*INSTRUCTIONS TO FOLLOW*. Rewrite every line of the records below as a JSON list of strings, one string per line, skipping blank lines and leaving out the pictures.

*TASK INPUT*.

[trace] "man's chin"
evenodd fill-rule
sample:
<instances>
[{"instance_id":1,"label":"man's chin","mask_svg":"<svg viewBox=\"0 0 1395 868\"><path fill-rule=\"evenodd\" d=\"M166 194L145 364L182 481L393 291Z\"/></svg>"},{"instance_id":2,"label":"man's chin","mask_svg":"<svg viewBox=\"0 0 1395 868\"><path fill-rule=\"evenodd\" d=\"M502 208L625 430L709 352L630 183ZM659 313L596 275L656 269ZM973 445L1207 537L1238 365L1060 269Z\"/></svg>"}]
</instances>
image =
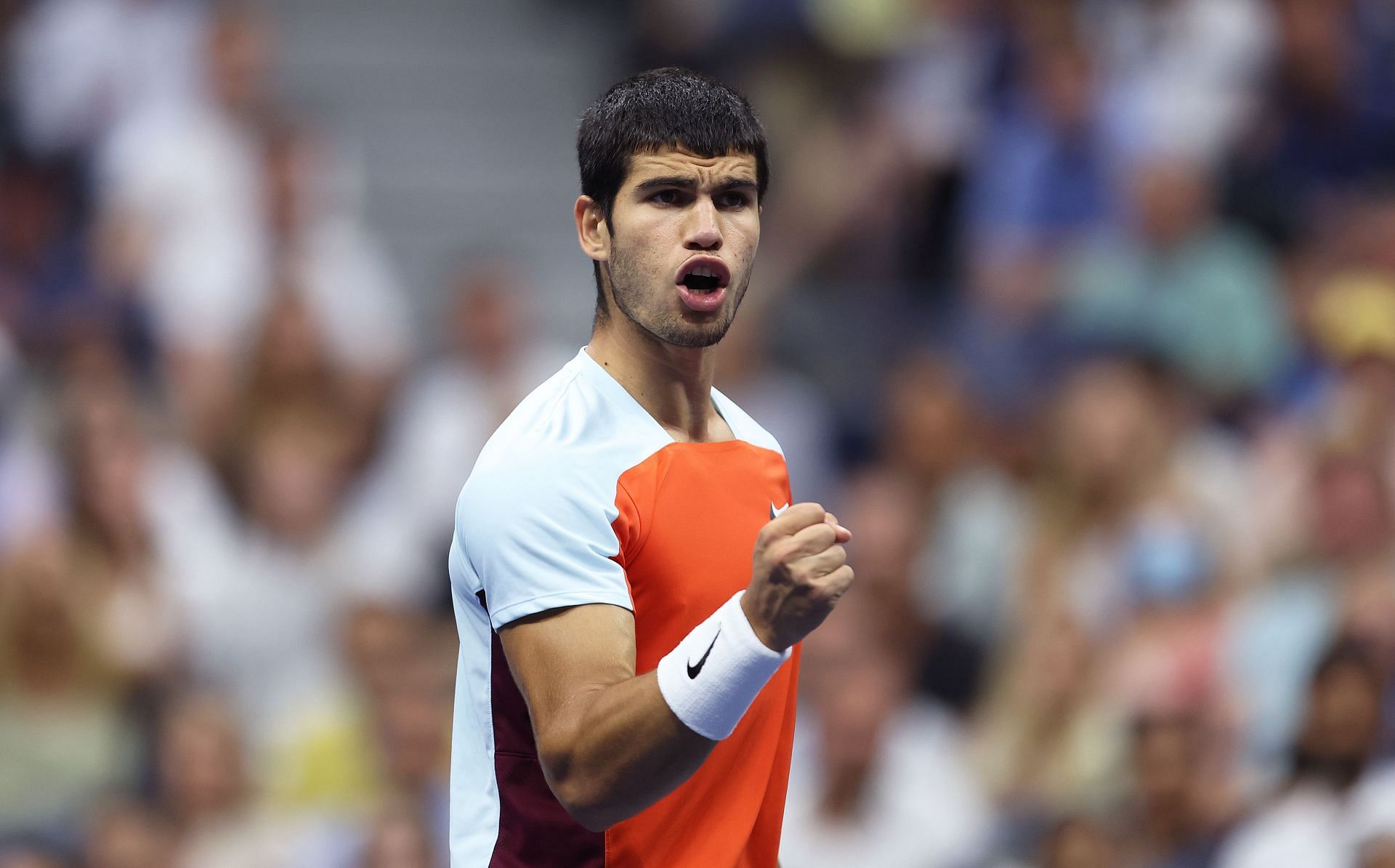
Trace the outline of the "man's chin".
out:
<instances>
[{"instance_id":1,"label":"man's chin","mask_svg":"<svg viewBox=\"0 0 1395 868\"><path fill-rule=\"evenodd\" d=\"M681 346L685 349L703 349L717 345L723 338L727 336L727 329L731 322L723 322L720 325L711 325L707 328L675 328L668 329L667 334L656 335L664 343L672 346Z\"/></svg>"}]
</instances>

*TASK SOLUTION*.
[
  "[trace] \"man's chin\"",
  "evenodd fill-rule",
  "sample:",
  "<instances>",
  "[{\"instance_id\":1,\"label\":\"man's chin\",\"mask_svg\":\"<svg viewBox=\\\"0 0 1395 868\\\"><path fill-rule=\\\"evenodd\\\" d=\\\"M166 194L145 364L182 481L393 291Z\\\"/></svg>\"},{\"instance_id\":2,\"label\":\"man's chin\",\"mask_svg\":\"<svg viewBox=\\\"0 0 1395 868\\\"><path fill-rule=\\\"evenodd\\\" d=\\\"M502 208L625 430L709 352L630 183ZM659 313L596 275L656 269ZM973 445L1207 537L1238 365L1060 269Z\\\"/></svg>\"}]",
  "</instances>",
  "image =",
  "Trace the outline of the \"man's chin\".",
  "out:",
  "<instances>",
  "[{\"instance_id\":1,\"label\":\"man's chin\",\"mask_svg\":\"<svg viewBox=\\\"0 0 1395 868\\\"><path fill-rule=\\\"evenodd\\\" d=\\\"M681 346L685 349L703 349L717 345L723 338L727 336L727 329L731 322L723 322L720 325L711 325L707 328L675 328L668 329L667 334L656 335L664 343L672 346Z\\\"/></svg>\"}]",
  "</instances>"
]